- EXTRAIT DU TEXTE

Publie le mardi 20 juillet 2004 par Open-Publishing

Un bon indicateur du taux de pauvreté, en attendant
d’en finir avec le mythe des seulement 3 à 5 millions
de pauvres en france.
raf’

de Catherine Rollot

Selon une étude réalisée par la direction du tourisme,
qui devrait être rendue publique à la fin du mois, 35
% des Français renoncent, chaque année, à tout "
voyage d’agrément d’au moins quatre nuits hors du
domicile". 16 % de la population ne sont même jamais
partis en congé.
Les bagages que l’on a du mal à faire tous entrer dans
le coffre, l’arrosage des plantes avant de fermer la
maison, les enfants qui s’impatientent pendant le
trajet, les bouchons sur l’autoroute, le gîte
impossible à trouver à la tombée de la nuit..., près
de quatre Français sur dix ne connaissent pas ces
aléas du départ.

Selon une étude intitulée "Voyageurs et non-partants
en 2002", réalisée par la direction du tourisme, qui
devrait paraître d’ici à la fin du mois de juillet, 37
% des Français ne sont pas partis en vacances cette
année-là. La définition des "vacances" retenue ici est
celle de l’Organisation mondiale du tourisme (OMT) :
"voyage d’agrément d’au moins quatre nuits hors du
domicile".

La proportion des "privés" de vacances ne devrait pas
être très différente cette année, tant elle stagne
depuis quinze ans. "Après des décennies de croissance
régulière, le taux de départ -la proportion de ceux
qui partent en vacances- s’essouffle depuis le début
des années 1990, voire diminue depuis quelques
années", explique Georges Hatchuel, directeur général
adjoint du Centre de recherche pour l’étude et
l’observation des conditions de vie (Credoc). Le
morcellement des séjours, de plus en plus courts, et
donc non comptabilisés dans les statistiques en tant
que vacances, mais aussi la crise économique ainsi que
la montée de la précarité expliquent en partie ce
phénomène.

Tous ceux qui ne partent pas ne sont pourtant pas
obligatoirement des exclus des congés. Des vacanciers
réguliers peuvent se priver une année d’un départ pour
faire quelques économies après un achat immobilier par
exemple, pour se payer un beau voyage l’année
suivante, ou encore à la suite d’un accident de la vie
(divorce, mort d’un proche, problème de santé, etc.).

Restent, si l’on en croit les enquêtes réalisées
auprès de ceux qui ne sont pas partis pendant deux ans
de suite, près de 10 millions de personnes (16 % de la
population) qui ne partiraient quasiment jamais en
vacances et constitueraient le "noyau dur" des
non-partants.

Qui sont-ils ? Pour beaucoup des retraités, des
inactifs, des salariés aux revenus modestes : employés
et ouvriers, mais aussi des jeunes (étudiants et
lycéens). Autre catégorie sévèrement touchée, les
familles nombreuses (plus de trois enfants) et les
familles monoparentales.

- TRAVAIL À FAIRE
Recopiez le passage de l'article sur les Français qui ne partent pas en vacances, en commençant aux mots « Qui sont-ils ? Pour » et en vous arrêtant après « familles monoparentales. ». Les lignes placées ensuite ne sont pas nécessaires.

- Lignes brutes
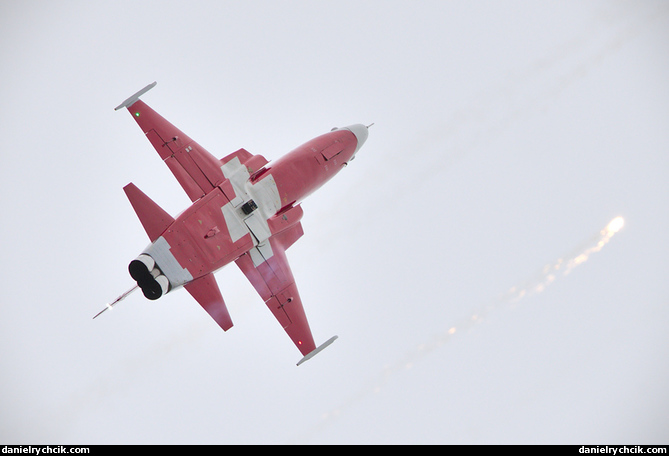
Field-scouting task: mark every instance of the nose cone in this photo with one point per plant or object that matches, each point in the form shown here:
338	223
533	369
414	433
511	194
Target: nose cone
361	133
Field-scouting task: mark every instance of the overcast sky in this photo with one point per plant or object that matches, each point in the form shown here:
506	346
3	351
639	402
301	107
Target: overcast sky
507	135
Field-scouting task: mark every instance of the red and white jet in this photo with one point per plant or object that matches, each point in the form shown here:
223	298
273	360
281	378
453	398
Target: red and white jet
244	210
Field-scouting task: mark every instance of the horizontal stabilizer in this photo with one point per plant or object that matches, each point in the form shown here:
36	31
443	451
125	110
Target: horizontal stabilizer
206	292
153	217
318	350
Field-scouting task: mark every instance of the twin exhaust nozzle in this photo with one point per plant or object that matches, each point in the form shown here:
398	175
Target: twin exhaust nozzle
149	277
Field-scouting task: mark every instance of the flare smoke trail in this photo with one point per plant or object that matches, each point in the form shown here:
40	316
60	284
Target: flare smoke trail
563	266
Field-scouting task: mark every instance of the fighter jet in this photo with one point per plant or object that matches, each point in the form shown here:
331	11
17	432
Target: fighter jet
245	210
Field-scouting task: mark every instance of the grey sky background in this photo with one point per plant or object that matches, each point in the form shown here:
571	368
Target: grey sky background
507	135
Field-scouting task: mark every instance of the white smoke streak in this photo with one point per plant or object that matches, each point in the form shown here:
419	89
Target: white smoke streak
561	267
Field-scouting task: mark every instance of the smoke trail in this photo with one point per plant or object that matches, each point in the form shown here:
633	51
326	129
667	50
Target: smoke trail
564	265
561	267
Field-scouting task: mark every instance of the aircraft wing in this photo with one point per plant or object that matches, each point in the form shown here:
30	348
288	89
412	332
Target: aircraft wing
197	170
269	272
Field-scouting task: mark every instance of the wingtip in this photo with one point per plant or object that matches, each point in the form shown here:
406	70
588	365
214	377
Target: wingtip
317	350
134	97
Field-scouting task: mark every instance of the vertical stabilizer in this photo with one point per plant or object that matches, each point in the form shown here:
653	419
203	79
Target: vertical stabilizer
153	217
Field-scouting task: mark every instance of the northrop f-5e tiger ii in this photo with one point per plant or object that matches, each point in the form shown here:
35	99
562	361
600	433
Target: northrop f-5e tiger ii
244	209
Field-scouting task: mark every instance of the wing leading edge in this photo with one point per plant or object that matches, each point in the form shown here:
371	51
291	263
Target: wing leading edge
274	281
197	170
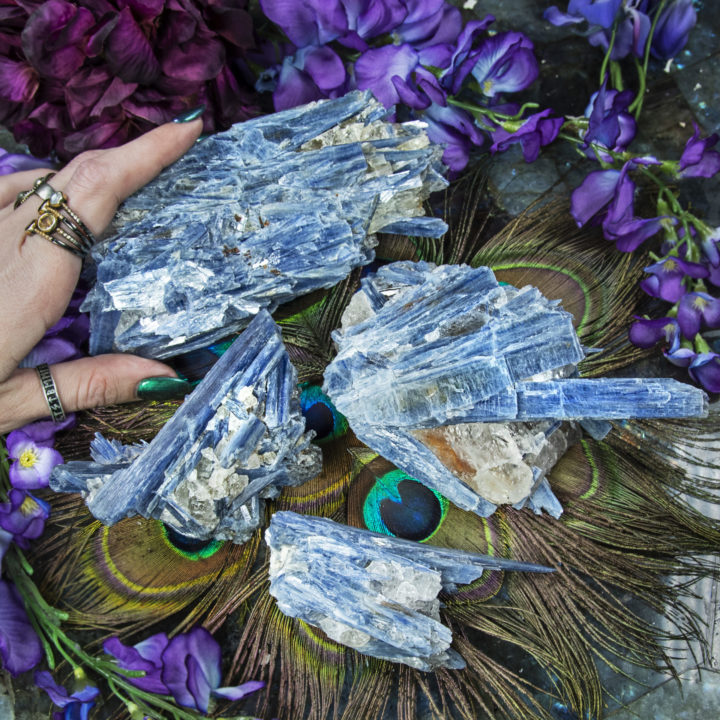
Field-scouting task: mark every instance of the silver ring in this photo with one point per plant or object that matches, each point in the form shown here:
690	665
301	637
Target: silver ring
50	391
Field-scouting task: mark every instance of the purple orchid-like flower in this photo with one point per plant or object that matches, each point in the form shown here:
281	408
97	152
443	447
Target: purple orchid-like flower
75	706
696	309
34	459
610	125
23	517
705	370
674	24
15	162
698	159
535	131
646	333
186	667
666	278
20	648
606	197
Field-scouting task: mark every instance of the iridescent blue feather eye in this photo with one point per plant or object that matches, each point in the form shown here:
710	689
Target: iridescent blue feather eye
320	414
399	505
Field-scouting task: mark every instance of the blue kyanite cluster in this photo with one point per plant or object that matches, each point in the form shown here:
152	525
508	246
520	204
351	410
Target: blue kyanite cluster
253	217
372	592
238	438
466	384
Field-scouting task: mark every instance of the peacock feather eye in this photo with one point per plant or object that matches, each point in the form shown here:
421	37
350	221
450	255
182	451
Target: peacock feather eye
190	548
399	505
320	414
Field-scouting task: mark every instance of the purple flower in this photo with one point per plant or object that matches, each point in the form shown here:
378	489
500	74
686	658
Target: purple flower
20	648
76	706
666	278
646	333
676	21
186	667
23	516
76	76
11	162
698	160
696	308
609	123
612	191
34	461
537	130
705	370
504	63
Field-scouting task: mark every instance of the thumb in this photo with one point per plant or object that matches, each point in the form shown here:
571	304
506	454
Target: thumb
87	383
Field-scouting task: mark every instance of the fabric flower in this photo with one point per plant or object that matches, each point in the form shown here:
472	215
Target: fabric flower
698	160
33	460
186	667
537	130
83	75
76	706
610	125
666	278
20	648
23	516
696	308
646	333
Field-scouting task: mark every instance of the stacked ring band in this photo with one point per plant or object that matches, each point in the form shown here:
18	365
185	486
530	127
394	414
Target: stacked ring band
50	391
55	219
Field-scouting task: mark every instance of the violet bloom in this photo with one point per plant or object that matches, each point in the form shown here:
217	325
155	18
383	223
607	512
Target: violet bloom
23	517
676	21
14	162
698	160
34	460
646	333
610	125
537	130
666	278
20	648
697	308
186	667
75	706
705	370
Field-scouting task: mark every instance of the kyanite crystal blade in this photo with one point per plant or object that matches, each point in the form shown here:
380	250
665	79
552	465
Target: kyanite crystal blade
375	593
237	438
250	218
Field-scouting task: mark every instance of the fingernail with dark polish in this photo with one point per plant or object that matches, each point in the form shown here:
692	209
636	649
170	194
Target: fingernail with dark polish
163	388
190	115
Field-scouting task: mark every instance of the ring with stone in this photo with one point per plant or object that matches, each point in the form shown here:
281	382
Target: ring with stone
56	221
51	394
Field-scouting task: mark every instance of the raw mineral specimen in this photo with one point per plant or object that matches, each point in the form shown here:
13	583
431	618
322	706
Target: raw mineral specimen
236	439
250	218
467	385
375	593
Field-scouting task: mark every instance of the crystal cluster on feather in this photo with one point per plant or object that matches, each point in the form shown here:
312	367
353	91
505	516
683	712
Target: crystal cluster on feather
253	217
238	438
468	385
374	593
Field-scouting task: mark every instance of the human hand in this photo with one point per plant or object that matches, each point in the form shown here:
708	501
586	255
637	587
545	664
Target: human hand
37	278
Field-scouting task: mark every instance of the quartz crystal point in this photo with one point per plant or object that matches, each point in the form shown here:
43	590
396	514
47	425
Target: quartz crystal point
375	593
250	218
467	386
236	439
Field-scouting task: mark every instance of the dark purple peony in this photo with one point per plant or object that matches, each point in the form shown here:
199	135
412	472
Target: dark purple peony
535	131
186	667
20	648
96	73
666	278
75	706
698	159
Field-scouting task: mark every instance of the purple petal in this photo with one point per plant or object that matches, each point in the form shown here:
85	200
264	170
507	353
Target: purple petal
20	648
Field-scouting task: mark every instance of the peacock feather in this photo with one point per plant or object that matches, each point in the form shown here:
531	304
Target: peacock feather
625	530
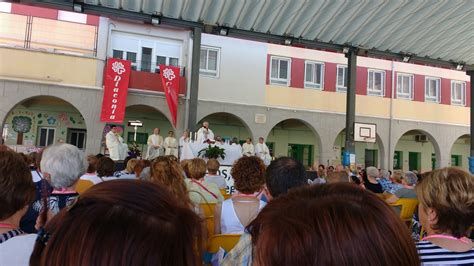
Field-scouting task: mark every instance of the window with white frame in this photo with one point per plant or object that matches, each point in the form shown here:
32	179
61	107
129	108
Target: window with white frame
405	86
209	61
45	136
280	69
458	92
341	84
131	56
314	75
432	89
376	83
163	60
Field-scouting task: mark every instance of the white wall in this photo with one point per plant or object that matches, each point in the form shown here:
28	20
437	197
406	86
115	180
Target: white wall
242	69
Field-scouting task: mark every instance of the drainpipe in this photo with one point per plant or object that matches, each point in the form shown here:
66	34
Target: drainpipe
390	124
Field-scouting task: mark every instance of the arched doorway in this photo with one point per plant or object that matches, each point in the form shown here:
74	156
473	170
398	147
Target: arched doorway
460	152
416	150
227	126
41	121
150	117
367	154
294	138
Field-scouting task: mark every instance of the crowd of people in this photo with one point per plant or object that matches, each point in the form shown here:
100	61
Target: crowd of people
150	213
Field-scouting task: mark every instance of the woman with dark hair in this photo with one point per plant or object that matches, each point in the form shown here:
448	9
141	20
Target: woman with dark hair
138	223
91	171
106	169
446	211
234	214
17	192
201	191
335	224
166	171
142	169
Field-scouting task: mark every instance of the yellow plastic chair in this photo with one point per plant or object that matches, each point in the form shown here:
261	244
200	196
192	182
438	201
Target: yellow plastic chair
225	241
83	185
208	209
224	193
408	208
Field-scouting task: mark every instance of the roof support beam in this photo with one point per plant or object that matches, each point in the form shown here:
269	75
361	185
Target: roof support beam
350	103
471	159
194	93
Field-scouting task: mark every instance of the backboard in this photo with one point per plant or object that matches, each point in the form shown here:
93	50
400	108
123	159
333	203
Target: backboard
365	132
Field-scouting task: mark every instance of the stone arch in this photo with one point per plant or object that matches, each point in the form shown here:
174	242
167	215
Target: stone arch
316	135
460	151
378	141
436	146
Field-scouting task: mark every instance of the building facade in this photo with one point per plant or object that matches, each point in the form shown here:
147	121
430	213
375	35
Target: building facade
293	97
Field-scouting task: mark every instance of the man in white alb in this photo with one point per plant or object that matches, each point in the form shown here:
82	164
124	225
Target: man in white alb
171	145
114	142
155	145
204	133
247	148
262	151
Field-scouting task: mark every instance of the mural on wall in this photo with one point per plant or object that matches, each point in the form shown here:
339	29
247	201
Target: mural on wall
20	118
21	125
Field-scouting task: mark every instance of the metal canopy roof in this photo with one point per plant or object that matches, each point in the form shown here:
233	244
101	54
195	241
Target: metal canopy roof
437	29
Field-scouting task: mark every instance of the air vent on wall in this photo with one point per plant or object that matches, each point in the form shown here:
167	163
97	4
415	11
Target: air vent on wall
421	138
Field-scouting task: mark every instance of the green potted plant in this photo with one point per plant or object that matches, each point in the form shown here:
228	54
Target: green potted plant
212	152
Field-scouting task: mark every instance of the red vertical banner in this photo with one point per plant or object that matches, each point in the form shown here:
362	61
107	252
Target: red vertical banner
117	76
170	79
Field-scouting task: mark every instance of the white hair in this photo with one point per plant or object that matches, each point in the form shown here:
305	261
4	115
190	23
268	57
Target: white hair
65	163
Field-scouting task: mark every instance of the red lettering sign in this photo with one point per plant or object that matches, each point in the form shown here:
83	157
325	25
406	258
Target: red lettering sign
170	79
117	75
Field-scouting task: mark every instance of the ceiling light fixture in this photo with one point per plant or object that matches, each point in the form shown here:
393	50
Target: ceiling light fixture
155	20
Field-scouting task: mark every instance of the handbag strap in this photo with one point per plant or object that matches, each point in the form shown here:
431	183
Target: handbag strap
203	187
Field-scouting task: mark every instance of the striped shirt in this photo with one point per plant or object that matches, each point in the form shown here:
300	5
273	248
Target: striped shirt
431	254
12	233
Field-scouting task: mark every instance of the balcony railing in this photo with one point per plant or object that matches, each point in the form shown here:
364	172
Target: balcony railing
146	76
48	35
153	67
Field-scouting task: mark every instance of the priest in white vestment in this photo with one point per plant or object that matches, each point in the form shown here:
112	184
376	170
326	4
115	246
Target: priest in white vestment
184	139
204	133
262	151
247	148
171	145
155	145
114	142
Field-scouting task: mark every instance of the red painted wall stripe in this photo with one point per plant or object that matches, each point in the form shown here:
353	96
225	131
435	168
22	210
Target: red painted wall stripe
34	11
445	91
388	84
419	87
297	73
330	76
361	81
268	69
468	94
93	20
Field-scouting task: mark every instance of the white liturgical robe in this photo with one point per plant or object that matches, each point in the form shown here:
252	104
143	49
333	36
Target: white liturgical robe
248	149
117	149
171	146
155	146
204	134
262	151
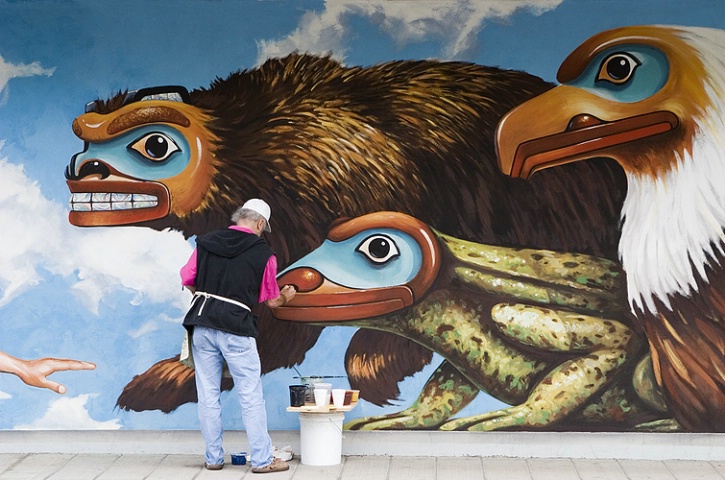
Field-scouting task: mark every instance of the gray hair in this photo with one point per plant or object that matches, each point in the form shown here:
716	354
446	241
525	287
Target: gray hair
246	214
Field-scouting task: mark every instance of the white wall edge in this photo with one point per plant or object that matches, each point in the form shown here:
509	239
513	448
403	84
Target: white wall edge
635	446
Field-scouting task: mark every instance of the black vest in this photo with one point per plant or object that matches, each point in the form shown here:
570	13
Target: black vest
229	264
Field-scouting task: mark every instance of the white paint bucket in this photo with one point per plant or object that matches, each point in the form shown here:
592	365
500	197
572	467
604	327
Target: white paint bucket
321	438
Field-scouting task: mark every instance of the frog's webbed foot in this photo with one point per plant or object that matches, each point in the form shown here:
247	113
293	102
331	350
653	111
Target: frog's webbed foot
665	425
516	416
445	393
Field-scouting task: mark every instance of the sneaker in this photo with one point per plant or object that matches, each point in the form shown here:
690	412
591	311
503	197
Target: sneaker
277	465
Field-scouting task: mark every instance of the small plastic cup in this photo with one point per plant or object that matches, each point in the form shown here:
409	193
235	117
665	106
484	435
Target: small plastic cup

- RÉSULTAT FINAL
Qui sont-ils ? Pour beaucoup des retraités, des
inactifs, des salariés aux revenus modestes : employés
et ouvriers, mais aussi des jeunes (étudiants et
lycéens). Autre catégorie sévèrement touchée, les
familles nombreuses (plus de trois enfants) et les
familles monoparentales.